Task directions: Emit the data below verbatim, stripping out any pictures.

##### Stored rows #####

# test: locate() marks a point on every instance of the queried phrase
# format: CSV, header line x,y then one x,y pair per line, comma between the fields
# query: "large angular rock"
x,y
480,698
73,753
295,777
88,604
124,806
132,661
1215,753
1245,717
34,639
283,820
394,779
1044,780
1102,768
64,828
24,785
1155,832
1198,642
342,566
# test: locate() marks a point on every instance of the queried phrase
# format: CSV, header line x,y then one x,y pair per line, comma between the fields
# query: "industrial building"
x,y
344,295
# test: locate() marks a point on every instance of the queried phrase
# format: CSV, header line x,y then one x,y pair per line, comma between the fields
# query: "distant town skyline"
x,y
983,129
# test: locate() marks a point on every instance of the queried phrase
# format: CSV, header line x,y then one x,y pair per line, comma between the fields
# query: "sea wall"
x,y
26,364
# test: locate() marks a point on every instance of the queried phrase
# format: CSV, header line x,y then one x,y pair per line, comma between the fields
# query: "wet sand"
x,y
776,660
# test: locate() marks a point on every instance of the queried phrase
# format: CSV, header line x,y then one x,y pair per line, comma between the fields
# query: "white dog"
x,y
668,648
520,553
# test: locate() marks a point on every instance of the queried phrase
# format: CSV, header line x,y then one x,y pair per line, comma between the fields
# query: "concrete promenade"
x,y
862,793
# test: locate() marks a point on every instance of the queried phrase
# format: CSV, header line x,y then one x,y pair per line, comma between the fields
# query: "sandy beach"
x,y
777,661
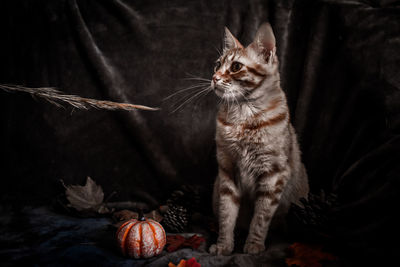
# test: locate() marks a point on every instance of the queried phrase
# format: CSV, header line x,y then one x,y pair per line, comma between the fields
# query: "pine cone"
x,y
187,196
175,219
315,216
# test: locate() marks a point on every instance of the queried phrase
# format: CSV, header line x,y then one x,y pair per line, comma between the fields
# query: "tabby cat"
x,y
258,155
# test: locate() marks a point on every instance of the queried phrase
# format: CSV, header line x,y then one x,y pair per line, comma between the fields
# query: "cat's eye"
x,y
236,66
217,66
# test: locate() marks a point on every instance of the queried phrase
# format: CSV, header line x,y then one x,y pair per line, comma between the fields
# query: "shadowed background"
x,y
339,63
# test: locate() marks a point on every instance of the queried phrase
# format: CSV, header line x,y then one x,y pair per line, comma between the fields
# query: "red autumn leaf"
x,y
304,255
192,263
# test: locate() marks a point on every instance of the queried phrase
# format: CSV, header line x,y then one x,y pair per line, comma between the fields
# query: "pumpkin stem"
x,y
141,215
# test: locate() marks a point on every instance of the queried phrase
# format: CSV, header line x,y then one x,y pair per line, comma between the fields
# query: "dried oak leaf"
x,y
186,263
304,255
86,198
175,242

#####

Task result:
# test: locate() marks a point on every instance of the queried phrase
# format: CSV, header line x,y then one x,y pair per line, comma between the fields
# query: "large angular rock"
x,y
480,698
73,753
295,777
88,604
124,806
132,661
1215,753
1245,717
34,639
283,820
394,779
1044,780
1102,768
64,828
24,785
1155,832
1198,642
342,566
# test: locate() marks a point on every instance of the queried phrase
# format: CSV, header line x,y then one x,y pair per line, comma between the fields
# query: "industrial building"
x,y
344,295
# test: locate() marks a point on every instance of the queried phrase
# format: CSV, header line x,y then one x,y pair per line, comma between the fields
# query: "distant town skyline"
x,y
983,129
# test: locate() marks a point on every instance of the queried phrase
# format: CSV, header line x,y then one x,y pair per line, comma between the fields
# query: "sea wall"
x,y
26,364
# test: locate() marks a point on every instance of the queried phrase
# format: CSV, header line x,y then one x,y pair per line, comma between the fields
# query: "wet sand"
x,y
776,660
# test: locate() marks a point on every instance of the queried phrase
# format: CSV, header line x,y then one x,y pair per line, comma between the fields
# query: "white dog"
x,y
668,648
520,553
# test: locate() marks a point on every instance of the queried phrase
# format: CSV, header line x,y then one x,y pair per line, comma between the fields
# query: "concrete promenade"
x,y
862,793
# test: locate() marks a point on every instance of the queried phrase
# format: CSV, header line x,y then one x,y pair per line, comma between the fields
# query: "sandy beach"
x,y
777,661
# test: locate() marks a point on every instance of the queried phrase
# format: CSV, header line x,y then one x,y pair per line, comma between the fields
# query: "pine cone"
x,y
187,196
175,219
315,216
# test: locate() marks a point on every instance of the queried phrase
# format: CSV, header line x,y then one x,y pair per line, comma between the fields
# query: "tabby cat"
x,y
258,155
# test: locate() marks a point on every instance of the queried phrase
# format: CSV, header line x,y then one x,y pair per line, comma between the fields
# query: "cat's eye"
x,y
236,66
217,66
# test: locate() marks a point on every instance of the queried phrase
# format: CSV, header line x,y then one x,y pair per line, comma between the fields
# query: "shadowed background"
x,y
339,63
# test: locate() marks a point on every instance of the queried phrase
# format: CSV, header line x,y then one x,y pair per line, comma between the fields
# query: "red autumn leaf"
x,y
304,255
192,263
# test: locate() marks a point on every instance of the queried phrase
# format: CSV, header line x,y then one x,y pair per line, comma between the fields
# query: "pumpkin stem"
x,y
141,215
# test: locate() marks a point on every instance of the queried phrase
# format: CSV, header line x,y then one x,y pair per line, comma between the fields
# query: "dried oak leaf"
x,y
186,263
304,255
86,198
175,242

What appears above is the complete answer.